2014年12月18日木曜日

赤沼山


赤川(亀田川)の上流に、人もおそるる魔の沼有りと聞き、これこそ良き修行ぞ。

我も宗祖日蓮大聖人に繋がる尼僧となり、法を布教せんと、既に内地に二山を開く。

第三にこそ、この魔の沼を開山し、一切衆生に妙法の良薬を授けんと赤川村に来り、

当時石屋の前に住む農夫、斉藤老人を頼み、だんづけ馬を支度させ、天気の良きを幸いに、

熊笹を押し分け、山に入らんとするや、次第に曇りて雨となり、雨具の用意なき濡れ鼠、

雨は強く風も吹き馬は歩まず、妙要法尼も手綱を引いて先に立ち、南無妙法蓮華経と

懸命のお題目に力を込めて進まんとす。
斉藤老人も後より、馬の「ひり」を押して一足一足と山中に入る。いまの見晴台まで

六時間掛かり辿り着く折、一瞬大雨となり、馬は鬣を振り立ていな啼き、遂に一歩として

前に出ず、如何様にもなし難し。この時法尼は、大音声を出だして南無妙法蓮華経と

お題目を三遍、妙法蓮華経如来寿量品第十六自我得佛来云々と、久遠げを読誦す。



やがて我此土安穏天人常充満(我が此の土は安穏にして天人常に充満せり)の文に至るや、

不思議や嵐は止み、雨は晴れ、彼方の大木に、人類の如き姿が、

空中に舞うが如きをありありと見る。

亦も心にむち打ちて午後五時、奥の院の沼に着く。


老人を帰した妙要法尼は、山中に只一人題目修行を行い、人の恐るる沼に入り


「南無法華経守護の諸大菩薩諸天善神等、妙法力を以って、

此の沼に主おらば得道させ給へ、如来秘密神通之力」

と命を投げ出し修行をなし、一度市内にかえる。

記録 »
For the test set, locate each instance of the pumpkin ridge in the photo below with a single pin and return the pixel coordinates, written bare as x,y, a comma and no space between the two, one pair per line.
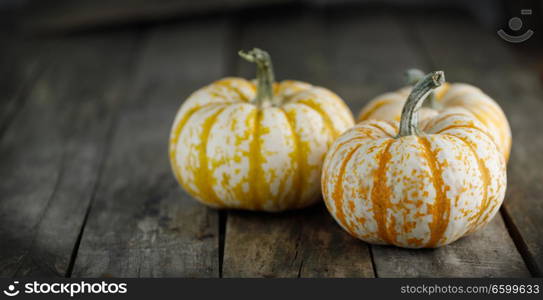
201,178
298,154
226,83
376,126
442,205
255,170
338,191
438,120
380,192
176,133
378,104
485,178
327,122
441,131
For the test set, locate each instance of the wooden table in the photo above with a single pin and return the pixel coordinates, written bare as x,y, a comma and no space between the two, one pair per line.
86,188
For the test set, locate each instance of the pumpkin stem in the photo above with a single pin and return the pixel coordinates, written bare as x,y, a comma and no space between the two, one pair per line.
264,74
409,122
415,75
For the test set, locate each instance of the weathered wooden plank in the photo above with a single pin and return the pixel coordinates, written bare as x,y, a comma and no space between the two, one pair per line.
491,251
304,243
50,155
463,258
376,60
472,55
69,15
141,223
21,60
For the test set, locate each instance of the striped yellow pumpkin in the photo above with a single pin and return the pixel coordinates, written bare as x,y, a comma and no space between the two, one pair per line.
390,183
237,144
449,98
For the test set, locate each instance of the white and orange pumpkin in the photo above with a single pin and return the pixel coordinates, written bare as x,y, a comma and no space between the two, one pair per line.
390,183
237,144
448,98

作業内容 »
• 1. 上記の記録をすべて、一字一句変えずに再度記してください。ただし、画像は含めないでください。
• 2. 赤沼山をめぐる本文を、最後の一文に続けて書き進めてください。

回答 »
• 1.
For the test set, locate each instance of the pumpkin ridge in the photo below with a single pin and return the pixel coordinates, written bare as x,y, a comma and no space between the two, one pair per line.
201,178
298,154
226,83
376,126
442,205
255,170
338,191
438,120
380,192
176,133
378,104
485,178
327,122
441,131
For the test set, locate each instance of the wooden table in the photo above with a single pin and return the pixel coordinates, written bare as x,y, a comma and no space between the two, one pair per line.
86,188
For the test set, locate each instance of the pumpkin stem in the photo above with a single pin and return the pixel coordinates, written bare as x,y, a comma and no space between the two, one pair per line.
264,74
409,122
415,75
For the test set, locate each instance of the weathered wooden plank in the photo above with a single pin and return the pixel coordinates, written bare as x,y, a comma and no space between the two, one pair per line.
491,251
304,243
50,155
463,258
376,60
472,55
69,15
141,223
21,60
For the test set, locate each instance of the striped yellow pumpkin in the photo above with a single pin and return the pixel coordinates, written bare as x,y, a comma and no space between the two, one pair per line.
390,183
237,144
449,98
For the test set, locate each instance of the white and orange pumpkin in the photo above with a single pin and return the pixel coordinates, written bare as x,y, a comma and no space between the two, one pair per line.
390,183
237,144
448,98

• 2.
時に大阪より信者八名来りて無理に連れかえさる。

而し大阪に心落ち着かず、亦函館に来り赤沼山に入り、

沼の端に草小屋を用意し、二十一日間荒行す。

無事荒行をなし終わり、帰函するに、亦もや大阪より信者来りて、致し方なく連れ帰さる。

大阪の道場に於いて信者一同集り、北海道の山中に赤沼山も何もなし、

利生有難き神仏住まる訳はなし、心を落ち着けて当道場を発展させる様

せめられたるこの時、姿あたかも大蛇の如き赤沼代天女神現われけり。


「我は北海道の赤沼なり、妙要法尼を見込んだ故に幾度となく呼び寄せしものなり。

若し疑い有らば赤沼山に来て見よ、その時こそ不思議を現わさん。努々疑うこと勿れ」


と告げ給う。


余りに不思議と世話人六名が亦法尼と共に函館に来り、赤沼山に入り奥の院沼の端において

異句同音にお題目を唱ゆれば、不思議や大老松の如き大木が沼の中より水泡と共に

浮き上り消え、又五色の蓮華が一輪浮びし事、口に言い難く心に計り難し。

この沼に主住むこと疑いなし、我が命に代えても法華経にて得道させんと決心す。



この間二ヵ年、大阪より函館に通うこと実に八回、大正十二年遂に滞道を決し、

五稜郭に道場を開き、赤沼大天女の得道に尽くし来る。


茲に昭和六年十二月十五日より、一百日間の大荒行をなす。

此の歳は三十年間無き大雪の中に、大滝に入ること一日八回、

水の行、火の行、断食の行、亦火物断ち、無言の行等々、

この難行、この荒行無事満願す。



丁度満願成就の朝、沼の中より、今当山に安置せる姿を以って現れ給う。


「如何に大道妙要法尼、我はこの沼に棲む赤沼なり。

昔より今日まで正直に荒行をなすもの一人も来たらず、

我が得道のため大阪より当初に呼びたるものなり」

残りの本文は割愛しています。